* Task prompt *
Beginning with the first line, return the material verbatim and without pictures.

* Input for this task *
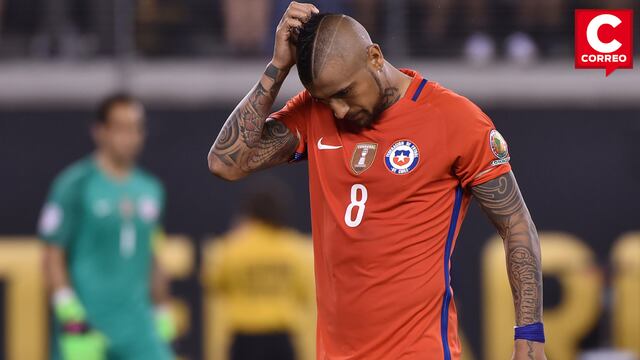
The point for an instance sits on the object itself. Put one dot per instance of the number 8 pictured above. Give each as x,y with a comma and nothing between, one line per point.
360,204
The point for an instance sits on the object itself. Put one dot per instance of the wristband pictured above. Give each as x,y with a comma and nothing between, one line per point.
531,332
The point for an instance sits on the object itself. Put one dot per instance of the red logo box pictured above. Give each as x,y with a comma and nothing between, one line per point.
604,39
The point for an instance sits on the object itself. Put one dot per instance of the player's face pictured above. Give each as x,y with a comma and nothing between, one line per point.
354,96
122,136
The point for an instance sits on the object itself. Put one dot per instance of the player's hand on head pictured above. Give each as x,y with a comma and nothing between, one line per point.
284,53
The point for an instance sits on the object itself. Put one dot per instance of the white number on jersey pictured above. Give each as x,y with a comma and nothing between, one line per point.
355,203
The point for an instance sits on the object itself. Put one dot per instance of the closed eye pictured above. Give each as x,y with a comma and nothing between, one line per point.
342,93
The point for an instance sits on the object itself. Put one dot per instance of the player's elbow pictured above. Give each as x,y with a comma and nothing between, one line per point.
221,170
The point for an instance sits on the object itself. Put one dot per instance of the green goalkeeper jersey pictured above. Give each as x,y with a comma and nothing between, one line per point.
106,227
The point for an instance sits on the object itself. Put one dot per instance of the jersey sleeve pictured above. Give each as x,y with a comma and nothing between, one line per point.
59,217
295,116
481,153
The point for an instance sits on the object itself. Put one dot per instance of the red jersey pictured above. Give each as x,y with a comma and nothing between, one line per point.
386,206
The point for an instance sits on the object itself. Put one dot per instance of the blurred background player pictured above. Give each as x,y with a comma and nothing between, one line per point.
262,280
99,224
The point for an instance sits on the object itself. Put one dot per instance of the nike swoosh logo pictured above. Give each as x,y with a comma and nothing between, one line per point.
322,146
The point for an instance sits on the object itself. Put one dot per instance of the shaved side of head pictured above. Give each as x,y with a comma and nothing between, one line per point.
330,39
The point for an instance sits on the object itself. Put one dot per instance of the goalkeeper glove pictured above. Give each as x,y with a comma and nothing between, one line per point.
165,325
78,341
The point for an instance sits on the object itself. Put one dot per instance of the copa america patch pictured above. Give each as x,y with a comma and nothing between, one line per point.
499,148
402,157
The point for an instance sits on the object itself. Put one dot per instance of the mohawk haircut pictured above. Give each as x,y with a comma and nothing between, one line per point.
305,47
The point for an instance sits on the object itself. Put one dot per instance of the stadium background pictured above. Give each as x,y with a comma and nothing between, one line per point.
572,133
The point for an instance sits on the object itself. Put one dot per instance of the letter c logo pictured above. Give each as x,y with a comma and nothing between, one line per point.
592,33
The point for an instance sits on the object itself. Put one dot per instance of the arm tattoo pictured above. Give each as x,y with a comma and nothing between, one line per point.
501,200
247,140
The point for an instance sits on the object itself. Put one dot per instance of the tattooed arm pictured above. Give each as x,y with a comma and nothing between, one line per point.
501,200
248,141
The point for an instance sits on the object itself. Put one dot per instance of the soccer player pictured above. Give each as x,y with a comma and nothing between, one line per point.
394,160
98,224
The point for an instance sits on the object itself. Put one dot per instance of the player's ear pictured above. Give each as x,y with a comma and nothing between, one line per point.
375,59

* Exercise result *
The point for an instance sits on the object itself. Put one dot per instance of the number 8 pictured above. Give each as x,y with a comma and nothing between, one line per point.
360,204
The point for an instance sits on the object itself. Put one dot per instance of the wristband pictured above. Give each as x,y with a comma and nothing between, one line per point.
531,332
The point for an instance sits on the object itself. Put one dot per instance of the red logo box pictured above. Give each as x,y with a comma and nothing between, one line per point.
604,39
The point for an instance sits on the object itself. Put one dot per instance of the player's face pictured above. Give each as x,y with a comma and nothing between, one line per point.
354,96
122,136
The point for an instance sits on the object itself. Put one dot per instance of the player's hand on head pictured above. Give each as x,y with a comma and nothing between, one line per point.
284,53
The point for an instance sits on the object itself. Put one dot per instance of the white number on jersey pictured above. Give each as x,y with a comma and nothing between, one line per point.
355,203
The point for an instance sits on the object itself. Put one dot per instance of the closed eye pictured above. Give each as x,y with a comma and nothing between, one line per point.
342,93
The point for an instance sits on the object itself. Put one dot per instance of the player's elbow pictured above. Give each as x,y with a comma and nothing between, one line per point.
221,170
The point for an instance sits on the object itself. Put one dot per instance of the green goalkeeper jersey pictured above. Give each as x,y with a comma and nothing between, one line per point.
106,227
The point for an instance sits on the object itself. Put one dot per instance of the jersey sleeve pictured above. Give each as x,y with a comma and nothing between, one line per point.
59,217
295,116
481,153
The point for an instance sits on the object itself. Put one dot per instance of the red jersey pictured above. Give each as x,y with a comma and nothing between, one line per point.
386,206
The point for an instance sits on the object itself. Put one dot per instance of the blurred background player pictured above. Give each as x,y with a comma and nothing between, one line per point.
262,280
99,224
The point for an instance sits on the object itself. Put one dot per instance of the nike swoosh logo pictured above. Give each as x,y with a comma and nothing between, one line per point.
322,146
The point for an instance sits on the object itself. Put one dot per instance of the shaved side of head pictured above. Give each as x,y with a comma and nothing between, one line per point.
330,39
The point for an instance sits on the object itself. Put one dot per instance of the goalkeeper glove pictured above. Give each as x,y with a comma and nothing between, one line per point.
165,325
78,341
The point for an instance sits on the object itself. Put one dot per instance of the copa america patch pictured above. Give each as x,y with a comma and nothing between, one line per point.
499,148
402,157
The point for an instance sits on the object itself. Put one dot per instance of the mohawk haircut pictured above. Give each as x,y with a comma and nothing between, one line per point.
305,47
The point for an instance sits on the object itself. Put one dot per instance of the stadium background pictured above. Give each as x,y with a comma and nothing between, one line per point.
572,133
The point for an instance sits on the object itself. Put one dot per instance of the letter c logo pictured above. Give each as x,y with a comma and nothing between, one line per point.
592,33
The point for an instance sits on the object itself. Put one dot per instance of the arm tattoo pictured above. Give each as x,y with a comma and nothing between, one line per point.
501,200
247,140
The point for an instance sits on the object itself. Put one dot per instance of the tattooed arm pictured above. Give each as x,y with a comma and nothing between, one line per point.
501,200
248,141
The point for an instance sits on the object itself. Put one dot per instance of the soccer player pictured above. Give each as x,y with a comma and nothing between, one line per point.
394,160
98,224
The point for an instance sits on the object itself. Put one dot per instance of the player's ear pictured above. Give each as x,y with a comma and nothing between, one line per point.
375,59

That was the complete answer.